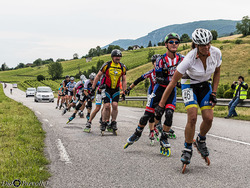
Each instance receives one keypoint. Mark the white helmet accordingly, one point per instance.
(83, 77)
(92, 76)
(202, 36)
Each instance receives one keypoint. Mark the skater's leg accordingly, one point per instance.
(190, 126)
(93, 114)
(114, 112)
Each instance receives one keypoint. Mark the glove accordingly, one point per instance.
(127, 91)
(159, 110)
(212, 99)
(123, 97)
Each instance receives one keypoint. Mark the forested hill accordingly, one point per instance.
(223, 28)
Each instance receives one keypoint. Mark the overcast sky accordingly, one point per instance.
(32, 29)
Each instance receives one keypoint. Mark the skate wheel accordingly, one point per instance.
(207, 160)
(126, 145)
(183, 168)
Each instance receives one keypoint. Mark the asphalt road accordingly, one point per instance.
(80, 159)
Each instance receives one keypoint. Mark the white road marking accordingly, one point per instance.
(63, 153)
(220, 137)
(38, 112)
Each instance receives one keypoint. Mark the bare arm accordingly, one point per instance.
(177, 76)
(97, 78)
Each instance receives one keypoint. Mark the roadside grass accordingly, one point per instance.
(21, 143)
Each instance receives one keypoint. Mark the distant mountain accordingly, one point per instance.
(223, 27)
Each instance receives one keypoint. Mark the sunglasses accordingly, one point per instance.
(173, 42)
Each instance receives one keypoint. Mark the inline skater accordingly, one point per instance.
(100, 94)
(195, 71)
(60, 96)
(78, 98)
(113, 70)
(164, 69)
(151, 75)
(70, 86)
(65, 82)
(88, 93)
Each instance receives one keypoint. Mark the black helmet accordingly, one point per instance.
(116, 53)
(172, 36)
(154, 57)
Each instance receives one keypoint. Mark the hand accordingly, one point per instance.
(212, 99)
(159, 110)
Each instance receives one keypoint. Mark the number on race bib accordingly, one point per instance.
(187, 95)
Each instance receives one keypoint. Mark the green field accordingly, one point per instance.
(21, 143)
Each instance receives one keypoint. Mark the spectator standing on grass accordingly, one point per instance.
(240, 93)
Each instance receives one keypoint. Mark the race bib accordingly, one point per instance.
(98, 98)
(187, 95)
(149, 99)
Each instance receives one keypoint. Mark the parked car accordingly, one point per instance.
(44, 93)
(30, 91)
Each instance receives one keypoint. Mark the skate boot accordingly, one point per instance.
(81, 114)
(64, 111)
(152, 137)
(87, 129)
(71, 118)
(185, 158)
(165, 146)
(156, 134)
(202, 149)
(135, 137)
(103, 127)
(171, 134)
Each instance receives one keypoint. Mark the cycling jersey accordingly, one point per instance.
(192, 67)
(71, 86)
(113, 72)
(165, 67)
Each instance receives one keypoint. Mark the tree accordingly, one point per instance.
(150, 44)
(244, 26)
(55, 70)
(215, 34)
(151, 52)
(75, 56)
(185, 38)
(38, 62)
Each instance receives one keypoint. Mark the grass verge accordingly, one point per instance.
(21, 144)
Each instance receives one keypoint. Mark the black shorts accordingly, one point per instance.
(111, 95)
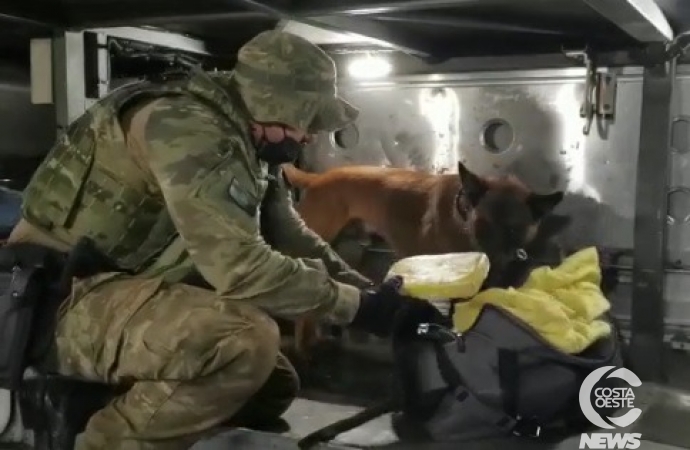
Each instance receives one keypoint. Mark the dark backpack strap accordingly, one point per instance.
(509, 380)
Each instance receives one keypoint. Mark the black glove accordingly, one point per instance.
(384, 310)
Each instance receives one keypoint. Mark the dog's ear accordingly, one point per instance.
(472, 186)
(552, 225)
(541, 205)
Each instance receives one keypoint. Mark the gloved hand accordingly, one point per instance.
(385, 309)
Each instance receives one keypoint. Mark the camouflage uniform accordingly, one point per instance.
(164, 178)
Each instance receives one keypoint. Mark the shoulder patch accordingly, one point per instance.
(243, 198)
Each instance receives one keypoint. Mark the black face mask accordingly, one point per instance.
(275, 153)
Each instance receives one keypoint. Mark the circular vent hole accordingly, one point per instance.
(497, 136)
(346, 138)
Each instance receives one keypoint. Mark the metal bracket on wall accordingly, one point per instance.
(599, 95)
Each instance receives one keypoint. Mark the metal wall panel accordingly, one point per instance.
(431, 122)
(26, 130)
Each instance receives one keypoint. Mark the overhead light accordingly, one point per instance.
(369, 66)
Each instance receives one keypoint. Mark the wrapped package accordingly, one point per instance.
(439, 278)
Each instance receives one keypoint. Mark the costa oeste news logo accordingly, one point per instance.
(621, 398)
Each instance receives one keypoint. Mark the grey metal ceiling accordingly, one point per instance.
(437, 28)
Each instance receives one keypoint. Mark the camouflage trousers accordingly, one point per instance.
(190, 361)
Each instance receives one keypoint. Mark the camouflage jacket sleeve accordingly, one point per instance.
(287, 232)
(200, 167)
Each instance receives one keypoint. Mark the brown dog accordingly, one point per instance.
(419, 213)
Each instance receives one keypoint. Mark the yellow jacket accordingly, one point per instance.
(563, 305)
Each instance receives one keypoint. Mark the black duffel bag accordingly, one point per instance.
(34, 281)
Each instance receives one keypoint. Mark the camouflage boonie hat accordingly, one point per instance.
(286, 79)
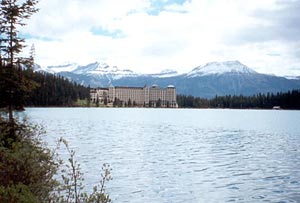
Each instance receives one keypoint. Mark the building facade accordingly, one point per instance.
(153, 96)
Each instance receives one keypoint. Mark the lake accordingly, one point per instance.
(183, 155)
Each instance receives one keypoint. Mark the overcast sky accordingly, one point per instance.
(150, 35)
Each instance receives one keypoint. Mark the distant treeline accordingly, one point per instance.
(286, 100)
(55, 90)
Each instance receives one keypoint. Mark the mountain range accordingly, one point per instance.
(209, 80)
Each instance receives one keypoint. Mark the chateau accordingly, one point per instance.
(153, 96)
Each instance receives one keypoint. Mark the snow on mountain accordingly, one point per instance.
(165, 74)
(289, 77)
(98, 69)
(61, 68)
(102, 69)
(217, 68)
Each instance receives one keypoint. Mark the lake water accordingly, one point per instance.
(183, 155)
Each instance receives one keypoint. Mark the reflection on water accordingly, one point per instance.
(169, 155)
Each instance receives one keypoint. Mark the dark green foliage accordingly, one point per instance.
(287, 100)
(14, 85)
(55, 91)
(26, 166)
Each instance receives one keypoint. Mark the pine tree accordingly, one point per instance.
(14, 84)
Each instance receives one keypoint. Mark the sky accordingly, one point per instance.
(148, 36)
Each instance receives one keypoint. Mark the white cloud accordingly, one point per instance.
(179, 37)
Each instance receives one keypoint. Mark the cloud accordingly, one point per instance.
(151, 35)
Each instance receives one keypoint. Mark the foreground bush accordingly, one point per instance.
(28, 170)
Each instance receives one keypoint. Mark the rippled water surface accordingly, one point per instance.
(182, 155)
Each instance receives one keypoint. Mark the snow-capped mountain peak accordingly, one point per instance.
(165, 73)
(217, 68)
(68, 67)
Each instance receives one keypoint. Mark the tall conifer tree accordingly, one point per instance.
(13, 82)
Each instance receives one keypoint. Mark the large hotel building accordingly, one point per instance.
(153, 96)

________________________________________

WHAT THE TASK REQUIRES: Extract, verbatim, the lines from the one containing "Each instance receives one keypoint. Mark the building" through the last line of the listing above.

SOLUTION FOR THIS TASK:
Each instance receives one keypoint. Mark the building facade accordingly, one point per instance.
(153, 96)
Each instance receives one keypoint. Mark the lake accordingly, one point per instance.
(183, 155)
Each instance receives one keypoint. Mark the overcast sky accordingly, one point per instance.
(150, 35)
Each instance receives one keypoint. Mark the distant treeline accordingly, one point per instance.
(286, 100)
(55, 90)
Each instance receives one keypoint. Mark the mountain range accordingly, one point per instance.
(209, 80)
Each instance receives one keypoint. Mark the chateau accordingly, one point per instance.
(153, 96)
Each instance receives one keypoint. Mark the snow on mountain accordingly, one point per instance.
(165, 74)
(289, 77)
(98, 69)
(61, 68)
(102, 69)
(217, 68)
Each instance receives one keypoint. Mark the lake water accordingly, one point per instance.
(183, 155)
Each instance receives one keypoint. Mark the reflection on water accordingly, one point per instance.
(169, 155)
Each instance receives one keypoint. Mark the dark green foliage accordingly, one point per instance.
(287, 100)
(14, 85)
(55, 91)
(26, 166)
Each instance receives one keypoint. Mark the pine tree accordingly, one point per instance.
(14, 84)
Each instance receives one keypoint. Mark the sky accordingly, one point per instance.
(148, 36)
Each instance receives one keypoint. Mark the white cloud accordingly, one point per instance.
(179, 37)
Each instance receives one keypoint. Mark the cloud accordingly, one point per instance.
(151, 35)
Each instance receives one keypoint. Mark the foreground bush accordingly, one point per instance.
(28, 170)
Each instance receives one keypoint. Mark the rippled water surface accordingly, one point per instance.
(182, 155)
Each instance receives one keypoint. Mark the snow-capped mountain peak accordingly, one point per instance.
(165, 73)
(217, 68)
(68, 67)
Each instance receives one keypoint. Mark the tall conifer tree accordingly, one point per instance.
(13, 82)
Each instance receives one keypoint. Mark the large hotel building accordingly, one point per instance.
(153, 96)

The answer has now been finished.